**Text to read**:
▼▼▼
As stated above, you should always specify the exact memory limits when running your tasks, so that you neither waste RAM nor starve others of memory by using more than you requested. However, memory requirements can be difficult to estimate in advance. That's why you should profile your tasks first.

A simple method is to run the task and observe the memory usage reported in the epilog, but SGE may not record transient allocations. As documented in man 5 accounting and observed in qconf -sconf, SGE only collects stats every accounting_flush_time. If this is not set, it defaults to flush_time, which is preset to 15 seconds. But the kernel records all info immediately without polling, and you can view these exact stats by looking into /proc/$PID/status while the task is running.

You can still miss allocations made shortly before the program exits – which often happens when trying to debug why your program gets killed by SGE after exhausting the reserved space. To record these, use /usr/bin/time -v (the actual binary, not the shell-builtin command time). Be aware that unlike the builtin, it cannot measure shell functions and behaves differently on pipelines.

Obtaining peak usage of multiprocess applications is trickier. Detached and backgrounded processes are ignored completely by time -v and you get the maximum footprint of any children, not the sum of all maximal footprints nor the largest footprint in any instant.

If you program in C and need to know the peak memory usage of your children, you can also use the wait4() syscall and calculate the stats yourself.

If your job is the only one on a given machine, you can also look how much free memory is left when running the job (e.g. with htop if you know when is the peak moment).
▲▲▲
**Tasks and exercises**:
1) In the text on profiling memory use, write out the passage again, starting at the words "You can still" and stopping after "the stats yourself.", and substitute "system call" for "syscall".
2) Answer these questions from the text on profiling memory use:
(a) What value is flush_time preset to?
(b) Which command should be used to record allocations made shortly before the program exits?
(c) Which syscall can a C program use to find the peak memory usage of its children?

**Supplied entries**:
▼▼▼
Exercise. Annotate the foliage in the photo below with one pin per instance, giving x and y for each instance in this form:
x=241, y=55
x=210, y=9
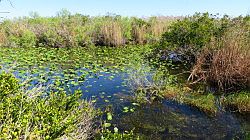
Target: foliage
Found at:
x=225, y=63
x=239, y=101
x=31, y=115
x=67, y=30
x=189, y=35
x=25, y=39
x=109, y=135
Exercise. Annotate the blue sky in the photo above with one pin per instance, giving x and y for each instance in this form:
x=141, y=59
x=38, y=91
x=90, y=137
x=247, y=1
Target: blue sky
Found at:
x=138, y=8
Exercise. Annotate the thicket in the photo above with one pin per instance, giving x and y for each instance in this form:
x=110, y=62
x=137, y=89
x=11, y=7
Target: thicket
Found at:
x=32, y=114
x=217, y=48
x=66, y=30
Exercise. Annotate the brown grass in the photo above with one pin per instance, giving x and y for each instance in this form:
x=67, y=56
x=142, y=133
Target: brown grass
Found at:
x=111, y=33
x=225, y=63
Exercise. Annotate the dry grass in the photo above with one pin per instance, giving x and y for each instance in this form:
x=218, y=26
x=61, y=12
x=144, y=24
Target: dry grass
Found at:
x=225, y=63
x=111, y=34
x=139, y=33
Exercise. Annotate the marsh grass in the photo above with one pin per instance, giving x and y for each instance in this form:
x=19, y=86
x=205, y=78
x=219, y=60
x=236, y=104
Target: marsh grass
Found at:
x=225, y=63
x=67, y=30
x=239, y=102
x=33, y=114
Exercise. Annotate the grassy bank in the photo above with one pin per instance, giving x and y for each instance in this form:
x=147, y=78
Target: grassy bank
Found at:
x=67, y=30
x=34, y=114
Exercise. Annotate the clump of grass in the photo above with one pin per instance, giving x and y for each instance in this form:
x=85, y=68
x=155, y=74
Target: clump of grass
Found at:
x=239, y=101
x=225, y=62
x=32, y=114
x=111, y=34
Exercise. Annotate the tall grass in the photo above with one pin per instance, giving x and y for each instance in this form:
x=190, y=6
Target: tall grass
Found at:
x=66, y=30
x=32, y=114
x=225, y=62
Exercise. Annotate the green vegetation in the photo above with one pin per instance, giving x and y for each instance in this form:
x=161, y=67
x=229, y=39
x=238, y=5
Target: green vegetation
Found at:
x=239, y=101
x=33, y=114
x=66, y=30
x=71, y=57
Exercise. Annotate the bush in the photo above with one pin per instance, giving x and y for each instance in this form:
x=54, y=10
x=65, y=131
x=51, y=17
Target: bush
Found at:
x=25, y=115
x=26, y=38
x=225, y=63
x=189, y=35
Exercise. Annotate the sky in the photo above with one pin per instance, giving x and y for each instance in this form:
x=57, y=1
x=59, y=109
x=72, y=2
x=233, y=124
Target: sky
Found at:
x=139, y=8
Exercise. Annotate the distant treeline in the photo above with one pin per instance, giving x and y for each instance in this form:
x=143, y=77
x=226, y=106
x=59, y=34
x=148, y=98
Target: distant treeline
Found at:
x=67, y=30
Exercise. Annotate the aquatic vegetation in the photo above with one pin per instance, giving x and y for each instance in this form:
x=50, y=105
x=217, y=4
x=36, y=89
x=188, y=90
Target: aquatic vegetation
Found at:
x=226, y=63
x=205, y=103
x=36, y=115
x=238, y=101
x=142, y=88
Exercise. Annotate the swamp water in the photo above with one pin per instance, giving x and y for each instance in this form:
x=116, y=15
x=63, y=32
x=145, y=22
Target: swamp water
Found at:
x=103, y=78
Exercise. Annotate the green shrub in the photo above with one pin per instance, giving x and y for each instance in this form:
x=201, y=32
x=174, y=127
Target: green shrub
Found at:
x=25, y=115
x=190, y=34
x=25, y=39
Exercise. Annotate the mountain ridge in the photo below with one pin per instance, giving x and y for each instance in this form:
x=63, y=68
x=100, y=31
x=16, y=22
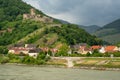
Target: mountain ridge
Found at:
x=36, y=27
x=110, y=32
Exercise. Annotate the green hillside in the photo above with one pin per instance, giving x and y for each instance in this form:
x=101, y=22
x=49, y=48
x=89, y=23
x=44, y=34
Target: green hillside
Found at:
x=37, y=28
x=110, y=32
x=90, y=29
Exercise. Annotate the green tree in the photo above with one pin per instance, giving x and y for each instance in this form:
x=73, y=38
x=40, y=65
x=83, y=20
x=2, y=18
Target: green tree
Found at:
x=63, y=51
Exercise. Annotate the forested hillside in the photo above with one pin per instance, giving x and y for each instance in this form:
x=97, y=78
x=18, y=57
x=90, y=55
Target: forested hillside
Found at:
x=110, y=32
x=14, y=29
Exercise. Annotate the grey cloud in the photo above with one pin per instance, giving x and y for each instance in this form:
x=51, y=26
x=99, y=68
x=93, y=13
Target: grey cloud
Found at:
x=84, y=12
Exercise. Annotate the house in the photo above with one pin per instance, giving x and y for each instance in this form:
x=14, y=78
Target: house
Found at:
x=18, y=50
x=111, y=49
x=96, y=47
x=84, y=50
x=54, y=51
x=30, y=46
x=34, y=52
x=102, y=50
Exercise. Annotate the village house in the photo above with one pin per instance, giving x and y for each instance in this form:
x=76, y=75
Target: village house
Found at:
x=104, y=49
x=84, y=50
x=34, y=52
x=111, y=49
x=18, y=50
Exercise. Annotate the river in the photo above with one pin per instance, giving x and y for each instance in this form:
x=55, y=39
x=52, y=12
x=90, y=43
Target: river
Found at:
x=13, y=72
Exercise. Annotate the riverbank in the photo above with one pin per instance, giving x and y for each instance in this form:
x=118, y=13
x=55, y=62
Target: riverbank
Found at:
x=93, y=63
x=12, y=72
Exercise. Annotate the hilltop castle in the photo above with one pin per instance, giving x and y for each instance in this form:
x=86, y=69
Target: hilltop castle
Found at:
x=37, y=17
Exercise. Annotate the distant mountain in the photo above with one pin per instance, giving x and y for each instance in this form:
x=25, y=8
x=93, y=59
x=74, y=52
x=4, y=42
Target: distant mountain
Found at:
x=90, y=29
x=110, y=32
x=20, y=22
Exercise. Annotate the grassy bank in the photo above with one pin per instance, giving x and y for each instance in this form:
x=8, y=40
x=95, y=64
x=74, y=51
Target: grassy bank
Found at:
x=98, y=62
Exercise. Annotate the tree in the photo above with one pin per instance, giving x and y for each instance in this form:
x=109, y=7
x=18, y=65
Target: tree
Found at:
x=63, y=51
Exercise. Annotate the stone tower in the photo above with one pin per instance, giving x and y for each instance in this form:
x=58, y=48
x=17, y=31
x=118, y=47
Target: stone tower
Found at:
x=32, y=11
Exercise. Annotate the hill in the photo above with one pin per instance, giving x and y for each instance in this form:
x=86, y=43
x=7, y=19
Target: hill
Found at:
x=20, y=22
x=90, y=29
x=110, y=32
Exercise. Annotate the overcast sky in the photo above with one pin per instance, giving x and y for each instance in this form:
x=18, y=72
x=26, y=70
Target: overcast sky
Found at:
x=83, y=12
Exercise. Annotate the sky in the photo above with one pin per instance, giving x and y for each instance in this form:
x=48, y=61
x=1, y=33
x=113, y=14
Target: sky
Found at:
x=82, y=12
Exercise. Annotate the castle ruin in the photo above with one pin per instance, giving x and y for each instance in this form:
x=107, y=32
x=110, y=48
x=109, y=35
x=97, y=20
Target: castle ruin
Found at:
x=37, y=17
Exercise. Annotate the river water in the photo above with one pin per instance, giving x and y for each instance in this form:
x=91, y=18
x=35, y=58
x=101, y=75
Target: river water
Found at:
x=13, y=72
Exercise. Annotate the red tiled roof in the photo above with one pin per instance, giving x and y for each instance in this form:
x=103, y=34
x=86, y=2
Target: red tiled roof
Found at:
x=95, y=47
x=110, y=48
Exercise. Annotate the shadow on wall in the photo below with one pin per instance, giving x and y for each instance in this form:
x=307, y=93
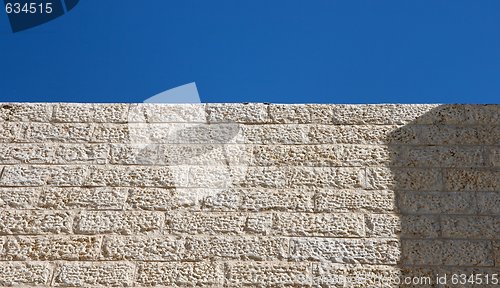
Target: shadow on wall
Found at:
x=445, y=168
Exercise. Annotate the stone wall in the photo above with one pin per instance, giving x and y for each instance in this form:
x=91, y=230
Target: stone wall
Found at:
x=248, y=195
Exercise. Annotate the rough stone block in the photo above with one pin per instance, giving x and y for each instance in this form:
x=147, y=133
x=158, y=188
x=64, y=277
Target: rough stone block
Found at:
x=180, y=274
x=308, y=224
x=22, y=222
x=167, y=113
x=447, y=252
x=94, y=274
x=345, y=250
x=437, y=203
x=107, y=113
x=142, y=248
x=76, y=248
x=236, y=248
x=342, y=275
x=488, y=202
x=205, y=223
x=471, y=227
x=19, y=197
x=472, y=180
x=43, y=175
x=407, y=179
x=262, y=274
x=248, y=113
x=99, y=198
x=441, y=156
x=25, y=112
x=118, y=222
x=354, y=201
x=137, y=176
x=20, y=274
x=320, y=155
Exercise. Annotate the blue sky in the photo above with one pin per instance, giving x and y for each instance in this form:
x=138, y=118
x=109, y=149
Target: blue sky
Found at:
x=293, y=51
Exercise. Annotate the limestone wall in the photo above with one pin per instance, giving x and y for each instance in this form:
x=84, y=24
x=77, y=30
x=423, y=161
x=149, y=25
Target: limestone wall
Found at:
x=248, y=195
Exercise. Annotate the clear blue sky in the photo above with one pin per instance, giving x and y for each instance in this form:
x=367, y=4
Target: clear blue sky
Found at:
x=280, y=51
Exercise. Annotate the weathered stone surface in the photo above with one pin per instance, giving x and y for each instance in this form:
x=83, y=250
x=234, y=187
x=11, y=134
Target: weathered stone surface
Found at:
x=324, y=224
x=344, y=250
x=275, y=274
x=94, y=274
x=180, y=274
x=43, y=175
x=78, y=248
x=107, y=113
x=25, y=112
x=447, y=252
x=140, y=176
x=118, y=222
x=142, y=248
x=471, y=227
x=488, y=202
x=19, y=197
x=354, y=201
x=472, y=180
x=205, y=223
x=437, y=203
x=236, y=248
x=99, y=198
x=21, y=273
x=320, y=155
x=22, y=222
x=248, y=113
x=342, y=275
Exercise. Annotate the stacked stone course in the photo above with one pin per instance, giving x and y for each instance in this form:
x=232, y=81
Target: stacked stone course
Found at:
x=317, y=194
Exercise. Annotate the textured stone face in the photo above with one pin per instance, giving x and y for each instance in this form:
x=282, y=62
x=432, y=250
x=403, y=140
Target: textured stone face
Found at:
x=248, y=195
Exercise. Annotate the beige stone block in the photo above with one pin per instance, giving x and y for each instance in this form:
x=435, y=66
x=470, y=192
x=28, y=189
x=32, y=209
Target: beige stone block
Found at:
x=472, y=180
x=119, y=222
x=275, y=134
x=99, y=198
x=471, y=227
x=342, y=275
x=19, y=197
x=290, y=114
x=299, y=200
x=141, y=176
x=205, y=223
x=167, y=113
x=442, y=156
x=406, y=179
x=354, y=201
x=262, y=274
x=21, y=273
x=236, y=248
x=437, y=203
x=353, y=134
x=488, y=202
x=22, y=222
x=320, y=155
x=94, y=274
x=324, y=224
x=184, y=274
x=25, y=112
x=45, y=248
x=107, y=113
x=142, y=248
x=246, y=113
x=43, y=175
x=325, y=177
x=345, y=250
x=446, y=252
x=53, y=132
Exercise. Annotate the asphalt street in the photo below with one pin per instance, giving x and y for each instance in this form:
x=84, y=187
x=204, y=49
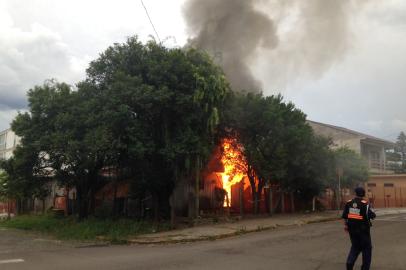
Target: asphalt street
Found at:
x=313, y=246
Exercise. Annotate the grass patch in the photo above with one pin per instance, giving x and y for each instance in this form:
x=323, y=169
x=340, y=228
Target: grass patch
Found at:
x=117, y=231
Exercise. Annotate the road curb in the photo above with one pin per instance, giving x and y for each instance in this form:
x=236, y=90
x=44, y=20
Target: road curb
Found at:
x=241, y=231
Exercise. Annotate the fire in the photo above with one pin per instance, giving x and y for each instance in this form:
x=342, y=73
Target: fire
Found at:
x=235, y=166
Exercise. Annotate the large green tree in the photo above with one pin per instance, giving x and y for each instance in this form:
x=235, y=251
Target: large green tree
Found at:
x=279, y=146
x=149, y=112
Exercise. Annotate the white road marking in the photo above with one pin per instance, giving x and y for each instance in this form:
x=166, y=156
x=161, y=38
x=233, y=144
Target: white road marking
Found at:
x=11, y=261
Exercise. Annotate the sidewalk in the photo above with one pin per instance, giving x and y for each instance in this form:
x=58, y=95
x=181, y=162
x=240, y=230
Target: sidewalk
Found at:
x=223, y=230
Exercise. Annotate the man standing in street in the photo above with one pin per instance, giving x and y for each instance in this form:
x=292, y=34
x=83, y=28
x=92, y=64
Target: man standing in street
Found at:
x=357, y=215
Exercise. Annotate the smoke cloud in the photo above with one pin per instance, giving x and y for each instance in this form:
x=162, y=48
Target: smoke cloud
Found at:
x=286, y=39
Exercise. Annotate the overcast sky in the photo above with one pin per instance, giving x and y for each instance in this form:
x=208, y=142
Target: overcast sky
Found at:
x=364, y=89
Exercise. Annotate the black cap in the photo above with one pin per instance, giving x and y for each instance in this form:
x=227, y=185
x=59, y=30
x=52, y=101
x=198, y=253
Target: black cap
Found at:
x=360, y=191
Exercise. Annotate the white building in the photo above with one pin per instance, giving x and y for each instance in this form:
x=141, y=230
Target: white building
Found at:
x=8, y=143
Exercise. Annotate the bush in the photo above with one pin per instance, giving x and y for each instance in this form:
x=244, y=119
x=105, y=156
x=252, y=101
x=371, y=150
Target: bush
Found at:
x=69, y=228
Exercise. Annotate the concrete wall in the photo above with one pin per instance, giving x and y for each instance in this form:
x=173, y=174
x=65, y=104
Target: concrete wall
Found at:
x=340, y=138
x=387, y=190
x=8, y=142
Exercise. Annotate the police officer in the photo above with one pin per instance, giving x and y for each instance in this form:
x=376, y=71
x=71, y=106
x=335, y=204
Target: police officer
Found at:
x=358, y=215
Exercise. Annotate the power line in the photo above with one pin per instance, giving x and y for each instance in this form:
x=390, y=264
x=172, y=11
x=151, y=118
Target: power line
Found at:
x=152, y=24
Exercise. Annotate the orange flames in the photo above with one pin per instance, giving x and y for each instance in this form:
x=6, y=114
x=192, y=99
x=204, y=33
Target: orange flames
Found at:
x=235, y=166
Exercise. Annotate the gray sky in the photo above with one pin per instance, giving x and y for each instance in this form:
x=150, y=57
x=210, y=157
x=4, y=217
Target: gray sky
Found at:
x=362, y=88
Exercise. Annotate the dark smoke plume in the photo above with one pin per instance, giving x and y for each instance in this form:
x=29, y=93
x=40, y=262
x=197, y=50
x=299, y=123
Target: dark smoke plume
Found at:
x=231, y=30
x=286, y=39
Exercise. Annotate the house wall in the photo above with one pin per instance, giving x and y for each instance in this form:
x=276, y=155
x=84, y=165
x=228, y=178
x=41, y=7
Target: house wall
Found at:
x=340, y=138
x=8, y=142
x=386, y=191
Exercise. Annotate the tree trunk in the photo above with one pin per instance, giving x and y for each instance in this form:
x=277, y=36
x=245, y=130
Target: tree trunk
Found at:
x=241, y=195
x=67, y=201
x=8, y=209
x=283, y=202
x=197, y=187
x=156, y=208
x=173, y=213
x=115, y=210
x=82, y=202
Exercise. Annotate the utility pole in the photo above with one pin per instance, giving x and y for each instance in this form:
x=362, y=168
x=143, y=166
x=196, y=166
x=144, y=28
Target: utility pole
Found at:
x=339, y=199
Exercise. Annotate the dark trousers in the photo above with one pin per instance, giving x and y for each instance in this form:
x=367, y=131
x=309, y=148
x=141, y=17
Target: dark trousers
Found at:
x=361, y=243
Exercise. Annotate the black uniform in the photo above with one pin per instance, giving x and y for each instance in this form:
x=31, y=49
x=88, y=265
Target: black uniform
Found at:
x=358, y=214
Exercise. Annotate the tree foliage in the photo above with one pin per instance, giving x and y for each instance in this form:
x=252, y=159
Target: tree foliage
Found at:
x=279, y=146
x=147, y=111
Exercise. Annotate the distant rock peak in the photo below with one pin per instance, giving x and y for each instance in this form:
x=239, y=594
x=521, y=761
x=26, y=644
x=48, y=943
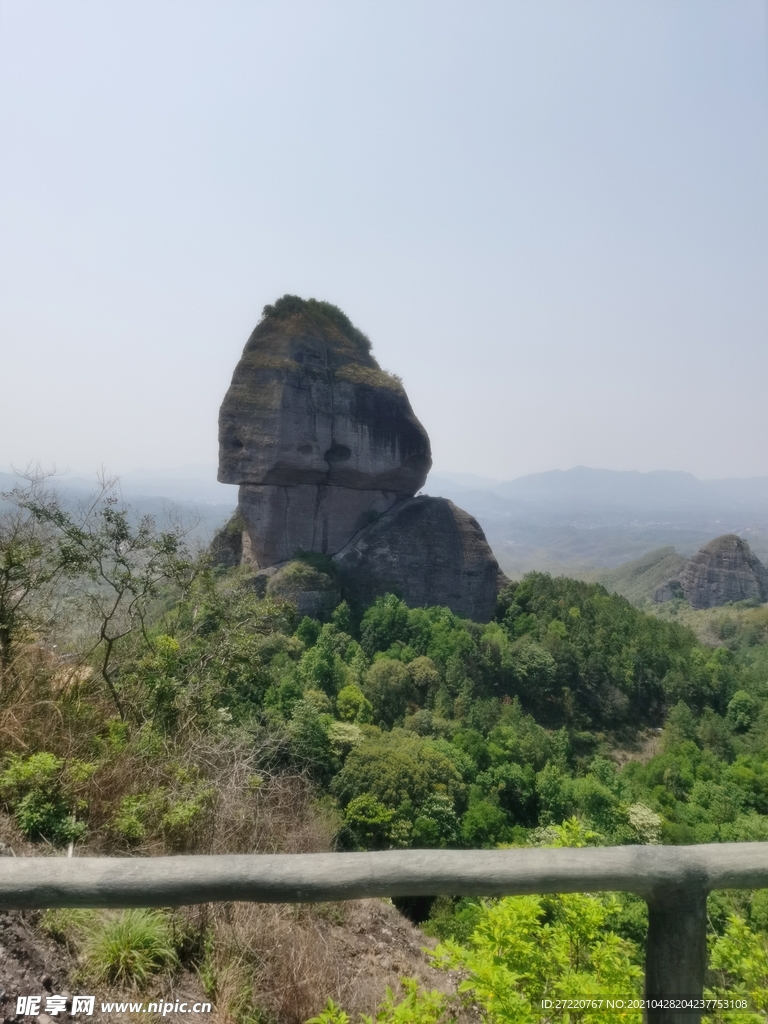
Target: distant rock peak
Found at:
x=725, y=569
x=328, y=454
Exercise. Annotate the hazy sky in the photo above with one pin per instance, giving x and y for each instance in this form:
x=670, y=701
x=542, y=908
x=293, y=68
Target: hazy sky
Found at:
x=550, y=217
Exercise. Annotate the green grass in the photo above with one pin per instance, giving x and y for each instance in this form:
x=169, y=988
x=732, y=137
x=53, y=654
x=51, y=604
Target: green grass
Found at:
x=126, y=949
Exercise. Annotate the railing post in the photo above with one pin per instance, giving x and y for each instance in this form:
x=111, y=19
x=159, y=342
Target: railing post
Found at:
x=676, y=950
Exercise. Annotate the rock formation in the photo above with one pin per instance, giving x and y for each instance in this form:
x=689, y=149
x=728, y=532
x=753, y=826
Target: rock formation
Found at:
x=328, y=455
x=725, y=569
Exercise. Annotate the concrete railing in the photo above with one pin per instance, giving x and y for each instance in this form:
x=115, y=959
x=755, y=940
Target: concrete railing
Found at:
x=674, y=881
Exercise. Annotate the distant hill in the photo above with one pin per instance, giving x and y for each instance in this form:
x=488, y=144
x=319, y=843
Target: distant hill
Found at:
x=638, y=580
x=202, y=504
x=581, y=519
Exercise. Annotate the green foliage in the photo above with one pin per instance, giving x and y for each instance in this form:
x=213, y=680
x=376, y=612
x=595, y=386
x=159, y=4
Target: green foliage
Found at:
x=39, y=792
x=739, y=961
x=527, y=948
x=353, y=706
x=389, y=688
x=314, y=311
x=127, y=948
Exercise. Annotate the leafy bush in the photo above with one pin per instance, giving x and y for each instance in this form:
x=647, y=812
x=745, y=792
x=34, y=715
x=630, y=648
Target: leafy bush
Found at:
x=34, y=788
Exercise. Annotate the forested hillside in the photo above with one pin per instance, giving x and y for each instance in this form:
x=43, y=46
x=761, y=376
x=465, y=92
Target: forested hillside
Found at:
x=152, y=704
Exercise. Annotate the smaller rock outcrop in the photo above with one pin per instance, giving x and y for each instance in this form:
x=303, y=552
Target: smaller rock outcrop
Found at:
x=427, y=551
x=725, y=569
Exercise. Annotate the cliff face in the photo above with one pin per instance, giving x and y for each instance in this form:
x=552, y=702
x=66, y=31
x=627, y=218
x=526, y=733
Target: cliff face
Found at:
x=725, y=569
x=429, y=552
x=328, y=454
x=309, y=404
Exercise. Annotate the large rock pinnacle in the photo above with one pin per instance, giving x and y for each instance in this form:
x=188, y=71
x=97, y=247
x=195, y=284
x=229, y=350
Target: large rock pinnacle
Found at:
x=327, y=452
x=308, y=403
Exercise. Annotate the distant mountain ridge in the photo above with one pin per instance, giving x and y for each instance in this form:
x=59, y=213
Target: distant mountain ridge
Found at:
x=579, y=520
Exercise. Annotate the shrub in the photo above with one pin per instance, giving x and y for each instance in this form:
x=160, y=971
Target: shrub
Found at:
x=33, y=788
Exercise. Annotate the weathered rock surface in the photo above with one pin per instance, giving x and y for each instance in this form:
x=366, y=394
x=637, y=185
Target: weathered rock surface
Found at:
▲▲▲
**Replies**:
1)
You can still miss allocations made shortly before the program exits – which often happens when trying to debug why your program gets killed by SGE after exhausting the reserved space. To record these, use /usr/bin/time -v (the actual binary, not the shell-builtin command time). Be aware that unlike the builtin, it cannot measure shell functions and behaves differently on pipelines.

Obtaining peak usage of multiprocess applications is trickier. Detached and backgrounded processes are ignored completely by time -v and you get the maximum footprint of any children, not the sum of all maximal footprints nor the largest footprint in any instant.

If you program in C and need to know the peak memory usage of your children, you can also use the wait4() system call and calculate the stats yourself.

2)
(a) 15 seconds
(b) /usr/bin/time -v
(c) wait4()